------ Records for the exercise ------

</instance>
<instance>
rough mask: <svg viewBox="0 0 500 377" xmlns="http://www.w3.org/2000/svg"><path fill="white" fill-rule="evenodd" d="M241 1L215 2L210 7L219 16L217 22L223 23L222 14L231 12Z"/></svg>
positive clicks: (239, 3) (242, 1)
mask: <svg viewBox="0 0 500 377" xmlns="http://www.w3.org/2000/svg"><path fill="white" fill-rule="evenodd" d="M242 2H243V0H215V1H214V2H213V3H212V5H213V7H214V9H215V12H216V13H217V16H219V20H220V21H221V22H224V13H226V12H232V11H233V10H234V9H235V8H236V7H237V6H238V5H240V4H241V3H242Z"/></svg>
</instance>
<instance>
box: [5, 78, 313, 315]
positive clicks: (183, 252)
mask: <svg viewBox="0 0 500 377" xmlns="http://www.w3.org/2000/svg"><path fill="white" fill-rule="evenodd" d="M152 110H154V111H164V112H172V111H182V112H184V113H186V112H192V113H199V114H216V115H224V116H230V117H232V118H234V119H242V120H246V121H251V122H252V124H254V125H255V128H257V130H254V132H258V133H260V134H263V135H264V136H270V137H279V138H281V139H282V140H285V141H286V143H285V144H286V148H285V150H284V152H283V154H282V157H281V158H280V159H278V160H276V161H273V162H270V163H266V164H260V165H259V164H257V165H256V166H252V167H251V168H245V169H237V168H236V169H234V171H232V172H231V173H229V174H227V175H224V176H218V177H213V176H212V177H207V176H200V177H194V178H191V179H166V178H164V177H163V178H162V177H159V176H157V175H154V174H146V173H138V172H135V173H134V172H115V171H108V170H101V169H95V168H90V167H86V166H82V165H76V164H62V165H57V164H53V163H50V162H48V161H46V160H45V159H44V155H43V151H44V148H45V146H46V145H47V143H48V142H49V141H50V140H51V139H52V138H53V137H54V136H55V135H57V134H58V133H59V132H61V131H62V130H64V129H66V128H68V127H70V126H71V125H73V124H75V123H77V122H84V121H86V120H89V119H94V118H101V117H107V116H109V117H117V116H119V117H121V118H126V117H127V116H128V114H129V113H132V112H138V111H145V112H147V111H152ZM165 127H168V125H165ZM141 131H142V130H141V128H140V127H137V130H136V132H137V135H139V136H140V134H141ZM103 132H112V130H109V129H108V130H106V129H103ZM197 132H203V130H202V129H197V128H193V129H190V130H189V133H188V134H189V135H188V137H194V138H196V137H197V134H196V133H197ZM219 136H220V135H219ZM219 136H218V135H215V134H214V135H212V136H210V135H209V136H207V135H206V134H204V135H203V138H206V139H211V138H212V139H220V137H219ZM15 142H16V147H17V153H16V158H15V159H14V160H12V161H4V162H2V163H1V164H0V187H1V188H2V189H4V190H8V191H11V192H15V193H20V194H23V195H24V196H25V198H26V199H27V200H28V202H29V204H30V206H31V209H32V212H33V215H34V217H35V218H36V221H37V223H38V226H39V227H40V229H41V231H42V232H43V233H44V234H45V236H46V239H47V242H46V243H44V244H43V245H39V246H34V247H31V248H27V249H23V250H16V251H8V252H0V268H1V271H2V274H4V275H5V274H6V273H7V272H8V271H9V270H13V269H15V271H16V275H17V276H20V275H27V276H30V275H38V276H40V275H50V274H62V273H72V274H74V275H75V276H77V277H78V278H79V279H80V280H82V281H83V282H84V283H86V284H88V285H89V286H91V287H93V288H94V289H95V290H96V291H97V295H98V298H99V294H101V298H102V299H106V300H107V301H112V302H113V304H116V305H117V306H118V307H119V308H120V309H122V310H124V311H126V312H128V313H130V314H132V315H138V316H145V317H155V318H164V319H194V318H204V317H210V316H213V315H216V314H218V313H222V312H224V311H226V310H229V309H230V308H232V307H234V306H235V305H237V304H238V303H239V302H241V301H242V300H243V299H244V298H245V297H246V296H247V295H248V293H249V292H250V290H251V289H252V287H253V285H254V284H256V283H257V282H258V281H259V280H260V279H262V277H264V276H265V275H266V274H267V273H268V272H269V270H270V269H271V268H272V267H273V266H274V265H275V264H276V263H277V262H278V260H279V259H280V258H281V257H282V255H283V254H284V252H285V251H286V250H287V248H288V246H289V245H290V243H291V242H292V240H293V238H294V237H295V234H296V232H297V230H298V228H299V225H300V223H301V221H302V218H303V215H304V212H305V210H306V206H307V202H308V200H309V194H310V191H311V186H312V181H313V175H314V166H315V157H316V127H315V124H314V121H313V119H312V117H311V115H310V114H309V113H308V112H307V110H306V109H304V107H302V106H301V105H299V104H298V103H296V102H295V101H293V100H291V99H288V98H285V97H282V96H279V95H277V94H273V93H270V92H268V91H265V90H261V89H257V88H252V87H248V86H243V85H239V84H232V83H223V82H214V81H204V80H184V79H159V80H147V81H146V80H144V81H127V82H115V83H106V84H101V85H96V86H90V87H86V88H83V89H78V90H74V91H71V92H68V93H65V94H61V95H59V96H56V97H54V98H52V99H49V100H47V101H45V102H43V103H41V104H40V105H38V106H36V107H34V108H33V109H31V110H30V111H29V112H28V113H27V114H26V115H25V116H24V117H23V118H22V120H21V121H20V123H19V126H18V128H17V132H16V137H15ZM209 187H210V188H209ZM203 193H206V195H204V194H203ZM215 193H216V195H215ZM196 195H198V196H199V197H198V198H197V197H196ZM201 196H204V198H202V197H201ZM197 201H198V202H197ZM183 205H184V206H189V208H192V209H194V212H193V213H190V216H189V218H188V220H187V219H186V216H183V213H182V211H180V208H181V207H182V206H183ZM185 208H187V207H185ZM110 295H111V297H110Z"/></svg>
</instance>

------
------ Records for the exercise ------

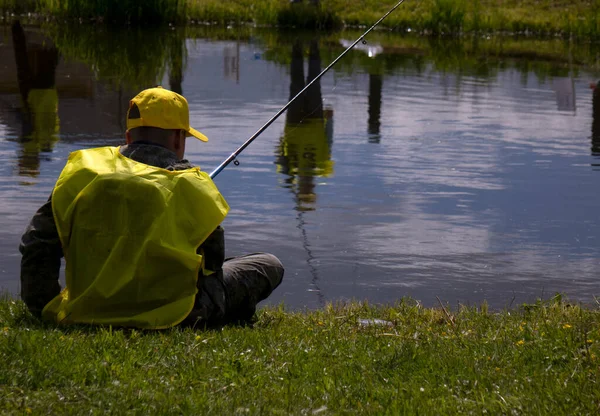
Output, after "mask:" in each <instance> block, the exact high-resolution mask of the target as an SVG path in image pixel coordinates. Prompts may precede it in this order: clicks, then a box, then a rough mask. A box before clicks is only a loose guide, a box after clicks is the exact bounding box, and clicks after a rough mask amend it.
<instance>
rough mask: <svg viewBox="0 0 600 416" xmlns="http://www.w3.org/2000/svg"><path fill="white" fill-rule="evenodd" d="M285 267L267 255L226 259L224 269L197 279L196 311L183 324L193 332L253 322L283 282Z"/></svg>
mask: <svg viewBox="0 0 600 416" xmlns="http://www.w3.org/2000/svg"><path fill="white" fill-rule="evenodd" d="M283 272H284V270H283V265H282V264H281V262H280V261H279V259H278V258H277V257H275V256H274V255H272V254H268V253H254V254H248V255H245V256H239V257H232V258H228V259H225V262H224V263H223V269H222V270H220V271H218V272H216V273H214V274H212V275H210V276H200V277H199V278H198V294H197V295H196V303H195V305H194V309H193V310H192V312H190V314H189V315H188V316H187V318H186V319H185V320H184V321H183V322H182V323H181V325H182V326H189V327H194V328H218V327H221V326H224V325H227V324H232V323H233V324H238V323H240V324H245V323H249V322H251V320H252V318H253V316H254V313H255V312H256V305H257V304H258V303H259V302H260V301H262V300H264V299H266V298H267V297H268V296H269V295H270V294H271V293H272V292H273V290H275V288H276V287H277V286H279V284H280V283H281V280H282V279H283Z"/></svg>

------

» What you should do: Scan the records above for the lines holding "positive clicks: (239, 3) (242, 1)" and "box: [5, 78, 313, 315]". Transcribe those two and every line between them word for word, and no others.

» Output:
positive clicks: (239, 3) (242, 1)
mask: <svg viewBox="0 0 500 377" xmlns="http://www.w3.org/2000/svg"><path fill="white" fill-rule="evenodd" d="M242 2H243V0H215V1H214V2H213V3H212V5H213V7H214V9H215V12H216V13H217V16H219V20H220V21H221V22H224V13H226V12H232V11H233V10H234V9H235V8H236V7H237V6H238V5H240V4H241V3H242Z"/></svg>
</instance>
<instance>
box: [5, 78, 313, 315]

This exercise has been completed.